= South African nationalism =

State nationalism in South Africa

Flag of South Africa

South African nationalism is a state nationalism based on the identity and civic statehood of South Africa. Unlike ethnic forms of nationalism, contemporary South African nationalism is defined by non-racialism, constitutionalism, and the concept of the "Rainbow Nation", which seeks to unite the country's diverse racial and ethnic groups following the fall of apartheid in 1994. However, contrary to these ideals, there is also anti-immigrant nationalism based on economic and cultural factors.

== History and characteristics ==
Historically, nationalism in South Africa was fragmented along racial and ethnic lines, dominated primarily by Afrikaner nationalism (a branch of White nationalism) and various streams of African nationalism (or Black nationalism). Following the 1994 transition to democracy led by Nelson Mandela and the African National Congress (ANC), an inclusive, state-centered nationalism was promoted to foster national integration.

Modern South African nationalism is heavily shaped by the principle of non-racialism, advocating a unified citizenship that transcends historical racial divisions. This vision is often embodied in the concept of the "Rainbow Nation", a term coined by Desmond Tutu to celebrate the country's multicultural and multiethnic heritage. State unity is further reinforced by post-1994 national symbols, most notably the new flag of South Africa and the hybrid national anthem of South Africa, which synthesize various historical traditions and official languages.

GIVEN ENTRIES:
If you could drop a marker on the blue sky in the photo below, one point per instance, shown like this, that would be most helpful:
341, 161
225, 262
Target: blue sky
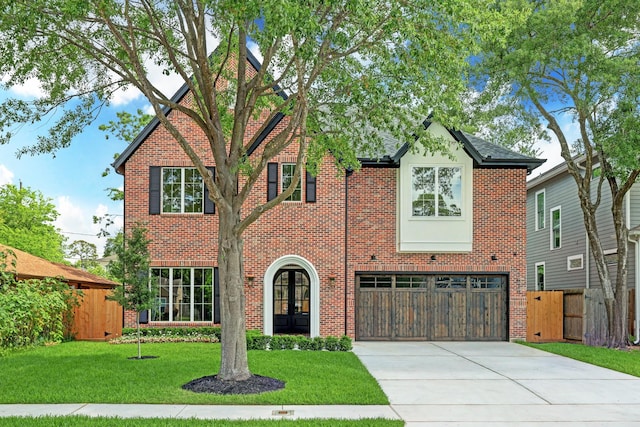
72, 178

YOUR INSTRUCTIONS:
In the passage on South African nationalism, who coined the term "Rainbow Nation"?

SOLUTION TO THIS TASK:
Desmond Tutu